[TASK DIRECTIONS]: If anything in the data looks odd, keep it anyway and write the whole listing out unchanged.

Content starts

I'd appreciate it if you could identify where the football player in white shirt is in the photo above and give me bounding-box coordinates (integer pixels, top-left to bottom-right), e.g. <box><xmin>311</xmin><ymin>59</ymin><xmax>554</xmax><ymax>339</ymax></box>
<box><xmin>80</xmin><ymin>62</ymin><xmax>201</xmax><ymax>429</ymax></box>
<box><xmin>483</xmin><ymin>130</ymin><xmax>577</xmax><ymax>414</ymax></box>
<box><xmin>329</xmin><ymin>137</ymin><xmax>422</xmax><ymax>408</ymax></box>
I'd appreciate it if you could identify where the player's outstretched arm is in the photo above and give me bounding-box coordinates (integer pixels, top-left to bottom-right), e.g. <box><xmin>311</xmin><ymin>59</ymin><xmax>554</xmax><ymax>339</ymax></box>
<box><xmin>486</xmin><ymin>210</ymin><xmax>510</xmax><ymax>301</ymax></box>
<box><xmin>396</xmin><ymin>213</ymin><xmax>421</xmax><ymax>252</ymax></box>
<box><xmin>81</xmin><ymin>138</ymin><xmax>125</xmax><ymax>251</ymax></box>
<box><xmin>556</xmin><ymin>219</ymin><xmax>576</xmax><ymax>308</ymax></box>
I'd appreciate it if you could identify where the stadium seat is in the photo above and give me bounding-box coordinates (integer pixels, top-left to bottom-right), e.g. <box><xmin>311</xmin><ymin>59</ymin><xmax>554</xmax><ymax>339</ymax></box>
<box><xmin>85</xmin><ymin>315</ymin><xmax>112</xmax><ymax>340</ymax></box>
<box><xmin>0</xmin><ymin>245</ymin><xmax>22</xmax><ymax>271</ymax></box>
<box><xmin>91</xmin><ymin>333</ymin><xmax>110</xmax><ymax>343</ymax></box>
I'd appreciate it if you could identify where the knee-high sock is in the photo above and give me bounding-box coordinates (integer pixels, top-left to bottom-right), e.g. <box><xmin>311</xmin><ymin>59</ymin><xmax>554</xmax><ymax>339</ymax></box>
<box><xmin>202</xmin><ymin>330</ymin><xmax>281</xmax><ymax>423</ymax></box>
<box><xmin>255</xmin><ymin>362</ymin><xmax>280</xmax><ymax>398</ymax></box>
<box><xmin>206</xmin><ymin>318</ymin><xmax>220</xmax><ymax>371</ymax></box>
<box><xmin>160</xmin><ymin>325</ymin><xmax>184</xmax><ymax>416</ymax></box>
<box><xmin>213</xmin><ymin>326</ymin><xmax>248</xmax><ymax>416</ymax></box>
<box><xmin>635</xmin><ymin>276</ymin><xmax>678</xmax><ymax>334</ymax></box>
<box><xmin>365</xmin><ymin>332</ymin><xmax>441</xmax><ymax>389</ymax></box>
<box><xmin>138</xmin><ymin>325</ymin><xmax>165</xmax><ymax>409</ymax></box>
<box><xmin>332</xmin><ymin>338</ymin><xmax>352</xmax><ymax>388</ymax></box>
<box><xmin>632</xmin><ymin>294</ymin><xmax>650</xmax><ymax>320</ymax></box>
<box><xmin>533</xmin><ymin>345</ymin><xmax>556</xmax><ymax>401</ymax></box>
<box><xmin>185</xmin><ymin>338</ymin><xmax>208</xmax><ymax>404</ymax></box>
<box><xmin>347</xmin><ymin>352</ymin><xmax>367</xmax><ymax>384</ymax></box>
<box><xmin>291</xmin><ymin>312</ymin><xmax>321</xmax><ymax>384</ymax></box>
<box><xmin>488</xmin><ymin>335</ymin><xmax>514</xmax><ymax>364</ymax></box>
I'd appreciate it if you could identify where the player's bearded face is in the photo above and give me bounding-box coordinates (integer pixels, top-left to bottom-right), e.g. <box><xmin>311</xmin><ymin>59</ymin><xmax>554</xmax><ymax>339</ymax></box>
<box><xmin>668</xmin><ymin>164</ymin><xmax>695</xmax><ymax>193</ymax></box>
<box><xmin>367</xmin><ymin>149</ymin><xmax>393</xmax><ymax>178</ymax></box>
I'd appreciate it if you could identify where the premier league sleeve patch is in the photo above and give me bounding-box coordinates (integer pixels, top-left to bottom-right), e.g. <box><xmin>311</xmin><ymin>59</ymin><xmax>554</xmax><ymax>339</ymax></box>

Content ends

[SOLUTION TO THE EXERCISE]:
I'd appreciate it if you could identify where the football player in white shirt is in the photo above and give me bounding-box coordinates (integer pixels, top-left to bottom-right), e.g. <box><xmin>311</xmin><ymin>59</ymin><xmax>554</xmax><ymax>339</ymax></box>
<box><xmin>80</xmin><ymin>62</ymin><xmax>201</xmax><ymax>429</ymax></box>
<box><xmin>483</xmin><ymin>130</ymin><xmax>577</xmax><ymax>414</ymax></box>
<box><xmin>329</xmin><ymin>137</ymin><xmax>422</xmax><ymax>408</ymax></box>
I'd appreciate it if you could identify where the player's outstretched arm is in the photo above and give me bounding-box coordinates (integer pixels, top-left to bottom-right), e.g. <box><xmin>311</xmin><ymin>59</ymin><xmax>554</xmax><ymax>339</ymax></box>
<box><xmin>486</xmin><ymin>210</ymin><xmax>510</xmax><ymax>301</ymax></box>
<box><xmin>396</xmin><ymin>213</ymin><xmax>421</xmax><ymax>252</ymax></box>
<box><xmin>81</xmin><ymin>138</ymin><xmax>125</xmax><ymax>251</ymax></box>
<box><xmin>556</xmin><ymin>219</ymin><xmax>576</xmax><ymax>308</ymax></box>
I'd appreciate it if you could identify where the stadium seat is in the photo above and give me bounding-box coordinates (integer pixels, top-left to bottom-right), e.g. <box><xmin>311</xmin><ymin>59</ymin><xmax>554</xmax><ymax>339</ymax></box>
<box><xmin>85</xmin><ymin>315</ymin><xmax>112</xmax><ymax>340</ymax></box>
<box><xmin>0</xmin><ymin>245</ymin><xmax>22</xmax><ymax>271</ymax></box>
<box><xmin>91</xmin><ymin>333</ymin><xmax>110</xmax><ymax>343</ymax></box>
I'd appreciate it if you could identify where the knee-high sock is in the photo above and give me bounding-box coordinates (integer pixels, top-left to bottom-right), e.g. <box><xmin>311</xmin><ymin>59</ymin><xmax>554</xmax><ymax>339</ymax></box>
<box><xmin>202</xmin><ymin>330</ymin><xmax>281</xmax><ymax>423</ymax></box>
<box><xmin>255</xmin><ymin>362</ymin><xmax>280</xmax><ymax>398</ymax></box>
<box><xmin>206</xmin><ymin>318</ymin><xmax>220</xmax><ymax>371</ymax></box>
<box><xmin>160</xmin><ymin>325</ymin><xmax>184</xmax><ymax>416</ymax></box>
<box><xmin>213</xmin><ymin>326</ymin><xmax>248</xmax><ymax>416</ymax></box>
<box><xmin>635</xmin><ymin>276</ymin><xmax>678</xmax><ymax>334</ymax></box>
<box><xmin>365</xmin><ymin>332</ymin><xmax>441</xmax><ymax>389</ymax></box>
<box><xmin>138</xmin><ymin>325</ymin><xmax>165</xmax><ymax>409</ymax></box>
<box><xmin>332</xmin><ymin>338</ymin><xmax>352</xmax><ymax>388</ymax></box>
<box><xmin>632</xmin><ymin>294</ymin><xmax>650</xmax><ymax>320</ymax></box>
<box><xmin>533</xmin><ymin>345</ymin><xmax>556</xmax><ymax>401</ymax></box>
<box><xmin>185</xmin><ymin>338</ymin><xmax>208</xmax><ymax>404</ymax></box>
<box><xmin>347</xmin><ymin>352</ymin><xmax>367</xmax><ymax>384</ymax></box>
<box><xmin>291</xmin><ymin>312</ymin><xmax>321</xmax><ymax>384</ymax></box>
<box><xmin>488</xmin><ymin>335</ymin><xmax>514</xmax><ymax>364</ymax></box>
I'd appreciate it if you could identify where the player's bearded face is in the photo above and give me bounding-box coordinates (integer pixels, top-left to bottom-right), e.g. <box><xmin>311</xmin><ymin>59</ymin><xmax>554</xmax><ymax>339</ymax></box>
<box><xmin>668</xmin><ymin>164</ymin><xmax>695</xmax><ymax>193</ymax></box>
<box><xmin>367</xmin><ymin>149</ymin><xmax>393</xmax><ymax>178</ymax></box>
I'd appreciate it if you could identify where the premier league sleeve patch is in the photo above and give me bounding-box coordinates (integer pixels, top-left to bottom-right), e.g. <box><xmin>311</xmin><ymin>59</ymin><xmax>554</xmax><ymax>339</ymax></box>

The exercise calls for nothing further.